== TASK REQUIREMENTS ==
Give back only the lines in the records below from the one with "Target: green lawn strip" to the one with "Practice. Spot the sky", both inclusive, word for word.

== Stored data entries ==
------------------------------------
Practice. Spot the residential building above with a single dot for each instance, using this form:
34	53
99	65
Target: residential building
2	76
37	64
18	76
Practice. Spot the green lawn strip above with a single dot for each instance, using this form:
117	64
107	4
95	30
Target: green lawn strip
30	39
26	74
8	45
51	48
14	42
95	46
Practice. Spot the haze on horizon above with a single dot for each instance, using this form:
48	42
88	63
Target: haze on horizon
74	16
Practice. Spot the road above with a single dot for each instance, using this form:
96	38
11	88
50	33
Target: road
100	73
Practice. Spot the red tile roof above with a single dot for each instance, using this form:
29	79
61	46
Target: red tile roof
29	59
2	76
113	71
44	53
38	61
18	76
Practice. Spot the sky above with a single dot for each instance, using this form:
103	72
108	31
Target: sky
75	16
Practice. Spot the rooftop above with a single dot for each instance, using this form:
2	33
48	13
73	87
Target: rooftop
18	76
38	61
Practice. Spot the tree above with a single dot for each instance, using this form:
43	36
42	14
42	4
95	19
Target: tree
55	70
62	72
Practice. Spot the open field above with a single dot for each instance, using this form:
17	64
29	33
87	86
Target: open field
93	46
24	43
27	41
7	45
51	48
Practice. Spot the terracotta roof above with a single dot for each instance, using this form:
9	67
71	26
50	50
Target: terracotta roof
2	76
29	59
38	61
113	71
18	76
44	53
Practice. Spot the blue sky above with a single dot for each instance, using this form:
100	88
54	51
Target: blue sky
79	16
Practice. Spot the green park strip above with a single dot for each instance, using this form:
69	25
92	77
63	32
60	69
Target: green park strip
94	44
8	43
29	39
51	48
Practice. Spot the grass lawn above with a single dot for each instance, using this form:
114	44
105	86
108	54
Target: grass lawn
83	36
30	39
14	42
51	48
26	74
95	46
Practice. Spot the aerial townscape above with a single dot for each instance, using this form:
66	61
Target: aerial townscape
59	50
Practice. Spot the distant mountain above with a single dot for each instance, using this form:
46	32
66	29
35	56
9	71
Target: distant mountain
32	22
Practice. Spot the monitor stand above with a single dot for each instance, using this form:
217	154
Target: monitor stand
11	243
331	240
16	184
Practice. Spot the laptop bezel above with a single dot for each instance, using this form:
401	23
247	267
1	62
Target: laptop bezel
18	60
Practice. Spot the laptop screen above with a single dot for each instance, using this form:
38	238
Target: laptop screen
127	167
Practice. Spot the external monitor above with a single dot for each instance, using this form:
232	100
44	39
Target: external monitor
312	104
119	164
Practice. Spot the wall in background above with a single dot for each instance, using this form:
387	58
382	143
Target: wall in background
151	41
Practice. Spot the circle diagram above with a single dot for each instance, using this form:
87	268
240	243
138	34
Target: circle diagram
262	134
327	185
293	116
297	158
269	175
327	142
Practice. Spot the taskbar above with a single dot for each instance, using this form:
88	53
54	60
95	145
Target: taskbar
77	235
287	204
------------------------------------
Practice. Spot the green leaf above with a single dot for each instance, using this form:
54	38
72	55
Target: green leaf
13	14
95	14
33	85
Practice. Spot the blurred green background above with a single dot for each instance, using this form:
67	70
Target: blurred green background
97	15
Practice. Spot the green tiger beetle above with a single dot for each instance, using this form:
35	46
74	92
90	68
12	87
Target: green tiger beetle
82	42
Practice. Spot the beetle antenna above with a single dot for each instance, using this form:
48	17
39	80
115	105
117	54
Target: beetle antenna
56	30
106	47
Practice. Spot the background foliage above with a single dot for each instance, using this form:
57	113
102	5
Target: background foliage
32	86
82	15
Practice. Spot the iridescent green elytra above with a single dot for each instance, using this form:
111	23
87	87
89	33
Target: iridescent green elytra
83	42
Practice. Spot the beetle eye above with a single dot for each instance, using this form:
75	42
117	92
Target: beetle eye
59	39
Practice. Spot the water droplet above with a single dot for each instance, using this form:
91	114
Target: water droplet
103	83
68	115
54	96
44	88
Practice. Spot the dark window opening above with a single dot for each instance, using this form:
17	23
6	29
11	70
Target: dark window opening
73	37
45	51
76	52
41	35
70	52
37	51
------------------------------------
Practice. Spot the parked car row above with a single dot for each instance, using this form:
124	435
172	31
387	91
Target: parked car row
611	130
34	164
------------------------------------
== WRITTEN SOLUTION ==
Target: green lawn strip
30	39
26	74
8	45
51	48
14	42
95	46
Practice. Spot the haze on horizon above with a single dot for each instance, using this form:
48	42
88	63
Target: haze on horizon
74	16
Practice. Spot the road above with a single dot for each instance, using this form:
96	38
11	88
50	33
Target: road
100	73
Practice. Spot the red tile roof above with a single dot for each instance, using this form:
29	79
61	46
Target: red tile roof
29	59
2	76
113	71
44	53
38	61
18	76
Practice. Spot the sky above with a single dot for each instance, using this form:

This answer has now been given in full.